### Goal of the exercise
Exact copies of all the records below should be returned.

:: Records provided

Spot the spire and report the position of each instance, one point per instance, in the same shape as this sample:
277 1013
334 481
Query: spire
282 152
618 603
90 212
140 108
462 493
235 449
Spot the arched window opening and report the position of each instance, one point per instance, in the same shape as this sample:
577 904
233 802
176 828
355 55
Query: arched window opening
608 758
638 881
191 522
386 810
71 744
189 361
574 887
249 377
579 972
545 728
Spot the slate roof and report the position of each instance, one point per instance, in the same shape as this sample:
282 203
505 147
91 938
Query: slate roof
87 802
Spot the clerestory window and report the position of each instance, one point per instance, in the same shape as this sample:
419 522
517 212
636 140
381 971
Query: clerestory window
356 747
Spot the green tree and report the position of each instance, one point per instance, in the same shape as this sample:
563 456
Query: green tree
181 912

::::

### Written answer
Spot the spire and report the position of each instance, one point per instance, in the same shape as this sample:
277 1013
334 481
Query: spire
282 152
618 603
90 212
140 108
462 493
235 449
Spot the arched window opening and report the position of each instance, one point per instance, in the same shape as this sample:
577 904
233 802
176 828
355 55
Query: arched window opening
608 758
638 881
191 522
386 810
71 744
189 361
574 887
249 377
579 972
545 728
Spot the slate roof and report the position of each instance, one point per instance, in the same shape as this sample:
282 203
505 147
91 938
Query: slate roof
87 802
Spot the clerestory window and report the position of each instance, one point per instance, in the same shape as this sample:
419 522
517 212
636 140
381 971
Query: clerestory window
356 747
Spot the green tree and report the position of each instance, one point per instance, in the same shape as this sample:
563 456
Query: green tree
181 912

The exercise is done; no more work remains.